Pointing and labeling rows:
──────────
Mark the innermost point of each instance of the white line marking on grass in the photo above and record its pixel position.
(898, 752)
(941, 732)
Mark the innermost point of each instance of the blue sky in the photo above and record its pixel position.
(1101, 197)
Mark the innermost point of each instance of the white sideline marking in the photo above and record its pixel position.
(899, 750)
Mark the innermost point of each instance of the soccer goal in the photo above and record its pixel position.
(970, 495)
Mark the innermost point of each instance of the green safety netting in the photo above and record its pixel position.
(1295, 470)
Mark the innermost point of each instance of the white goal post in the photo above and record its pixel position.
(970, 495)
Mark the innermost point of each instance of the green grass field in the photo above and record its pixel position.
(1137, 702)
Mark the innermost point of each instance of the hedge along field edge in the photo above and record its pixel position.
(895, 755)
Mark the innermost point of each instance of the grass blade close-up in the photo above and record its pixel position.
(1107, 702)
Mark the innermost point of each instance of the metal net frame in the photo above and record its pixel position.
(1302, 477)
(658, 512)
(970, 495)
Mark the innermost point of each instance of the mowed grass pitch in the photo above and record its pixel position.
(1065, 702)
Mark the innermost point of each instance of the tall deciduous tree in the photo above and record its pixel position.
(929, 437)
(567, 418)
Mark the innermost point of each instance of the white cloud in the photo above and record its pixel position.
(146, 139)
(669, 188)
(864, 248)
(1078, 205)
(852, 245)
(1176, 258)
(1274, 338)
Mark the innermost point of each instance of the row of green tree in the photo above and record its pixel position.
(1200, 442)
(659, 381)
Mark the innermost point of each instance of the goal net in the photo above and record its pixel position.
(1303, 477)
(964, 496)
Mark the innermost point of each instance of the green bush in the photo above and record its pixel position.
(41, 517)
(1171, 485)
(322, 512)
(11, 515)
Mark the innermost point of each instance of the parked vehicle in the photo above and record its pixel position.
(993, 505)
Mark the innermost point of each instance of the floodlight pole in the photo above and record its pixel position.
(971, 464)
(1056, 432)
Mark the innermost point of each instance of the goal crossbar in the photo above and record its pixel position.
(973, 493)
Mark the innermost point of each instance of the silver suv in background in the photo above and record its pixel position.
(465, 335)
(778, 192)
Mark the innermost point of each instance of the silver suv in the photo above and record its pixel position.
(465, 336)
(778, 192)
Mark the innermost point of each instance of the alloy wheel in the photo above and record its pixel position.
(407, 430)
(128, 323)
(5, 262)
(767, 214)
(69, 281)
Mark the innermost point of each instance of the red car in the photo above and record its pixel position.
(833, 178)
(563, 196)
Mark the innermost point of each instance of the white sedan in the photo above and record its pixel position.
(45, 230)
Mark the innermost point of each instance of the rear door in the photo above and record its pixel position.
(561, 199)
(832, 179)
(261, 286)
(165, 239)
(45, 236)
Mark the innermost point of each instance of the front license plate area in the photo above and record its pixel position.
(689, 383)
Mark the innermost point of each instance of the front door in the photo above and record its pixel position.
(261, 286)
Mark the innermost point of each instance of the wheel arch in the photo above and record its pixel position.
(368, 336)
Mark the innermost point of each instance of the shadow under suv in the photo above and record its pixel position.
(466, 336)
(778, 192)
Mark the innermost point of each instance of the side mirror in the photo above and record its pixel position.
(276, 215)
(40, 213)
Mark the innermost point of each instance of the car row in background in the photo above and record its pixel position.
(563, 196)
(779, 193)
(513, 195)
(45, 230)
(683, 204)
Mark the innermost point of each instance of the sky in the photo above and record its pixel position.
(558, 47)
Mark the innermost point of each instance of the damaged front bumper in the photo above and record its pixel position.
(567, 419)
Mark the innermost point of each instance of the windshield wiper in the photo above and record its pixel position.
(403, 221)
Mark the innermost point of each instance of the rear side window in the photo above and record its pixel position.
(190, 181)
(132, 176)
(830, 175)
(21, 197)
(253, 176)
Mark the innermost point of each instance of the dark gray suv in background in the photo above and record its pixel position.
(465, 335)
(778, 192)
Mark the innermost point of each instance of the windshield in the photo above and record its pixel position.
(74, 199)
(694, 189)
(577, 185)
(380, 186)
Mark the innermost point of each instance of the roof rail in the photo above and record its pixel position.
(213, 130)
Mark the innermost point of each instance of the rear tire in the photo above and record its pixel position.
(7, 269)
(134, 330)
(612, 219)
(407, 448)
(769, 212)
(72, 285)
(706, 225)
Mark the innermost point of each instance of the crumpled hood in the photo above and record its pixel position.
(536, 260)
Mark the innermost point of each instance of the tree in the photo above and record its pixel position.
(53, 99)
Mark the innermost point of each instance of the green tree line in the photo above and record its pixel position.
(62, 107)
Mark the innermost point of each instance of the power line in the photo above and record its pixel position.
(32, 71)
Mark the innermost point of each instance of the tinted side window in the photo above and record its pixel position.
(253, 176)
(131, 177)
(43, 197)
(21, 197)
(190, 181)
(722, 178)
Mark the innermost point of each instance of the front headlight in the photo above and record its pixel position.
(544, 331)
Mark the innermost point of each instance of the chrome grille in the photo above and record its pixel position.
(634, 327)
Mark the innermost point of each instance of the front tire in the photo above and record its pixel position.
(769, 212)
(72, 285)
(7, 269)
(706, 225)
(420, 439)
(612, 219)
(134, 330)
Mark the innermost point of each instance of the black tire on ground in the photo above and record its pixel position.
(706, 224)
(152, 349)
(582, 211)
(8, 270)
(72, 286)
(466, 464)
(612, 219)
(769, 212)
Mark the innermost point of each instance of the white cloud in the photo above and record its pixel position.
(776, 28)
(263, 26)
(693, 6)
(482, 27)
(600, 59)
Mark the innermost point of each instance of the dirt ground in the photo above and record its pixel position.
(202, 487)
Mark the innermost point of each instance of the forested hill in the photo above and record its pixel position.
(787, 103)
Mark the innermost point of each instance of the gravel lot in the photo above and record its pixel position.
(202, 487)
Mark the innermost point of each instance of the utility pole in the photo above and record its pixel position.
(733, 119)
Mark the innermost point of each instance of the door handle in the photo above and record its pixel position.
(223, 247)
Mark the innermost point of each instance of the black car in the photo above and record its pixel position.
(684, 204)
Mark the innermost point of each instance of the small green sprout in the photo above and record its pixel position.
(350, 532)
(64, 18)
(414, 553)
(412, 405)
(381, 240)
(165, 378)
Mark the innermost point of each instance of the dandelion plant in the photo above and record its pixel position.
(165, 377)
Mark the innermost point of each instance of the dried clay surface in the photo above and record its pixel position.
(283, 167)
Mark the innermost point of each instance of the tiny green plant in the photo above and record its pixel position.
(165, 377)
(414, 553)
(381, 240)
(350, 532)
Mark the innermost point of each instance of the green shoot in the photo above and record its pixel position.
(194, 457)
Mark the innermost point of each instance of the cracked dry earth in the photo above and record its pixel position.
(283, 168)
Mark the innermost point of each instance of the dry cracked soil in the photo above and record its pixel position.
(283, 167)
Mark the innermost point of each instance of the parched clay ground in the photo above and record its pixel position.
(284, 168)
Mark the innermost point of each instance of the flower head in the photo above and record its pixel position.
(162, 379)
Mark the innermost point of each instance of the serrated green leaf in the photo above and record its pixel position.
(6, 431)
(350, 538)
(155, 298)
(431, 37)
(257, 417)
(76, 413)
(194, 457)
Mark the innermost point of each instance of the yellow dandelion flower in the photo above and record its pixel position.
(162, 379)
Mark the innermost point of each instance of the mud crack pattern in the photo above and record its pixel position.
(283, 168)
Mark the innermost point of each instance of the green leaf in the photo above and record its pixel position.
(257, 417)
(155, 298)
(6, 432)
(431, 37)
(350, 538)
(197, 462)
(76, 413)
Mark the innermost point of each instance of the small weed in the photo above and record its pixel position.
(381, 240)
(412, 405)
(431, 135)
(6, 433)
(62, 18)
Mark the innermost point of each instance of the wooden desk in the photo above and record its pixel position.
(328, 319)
──────────
Could you edit the rows from the start through the line containing "(1295, 470)", replacing "soccer goal" with "football goal" and changing nothing else?

Mark the innermost point of each instance of the white line marking on grass in the photo above and record its pixel position.
(898, 752)
(941, 732)
Mark the innermost point of each instance of the blue sky in the photo above and record its pixel position.
(1101, 197)
Mark the innermost point of each instance of the white sideline marking in the photo above and record its pixel position.
(899, 750)
Mark the innermost point of each instance of the football goal in the photo above and record its pixel position.
(970, 495)
Mark the innermost point of each instance of the green safety netting in the photo above and record its pixel position.
(1295, 470)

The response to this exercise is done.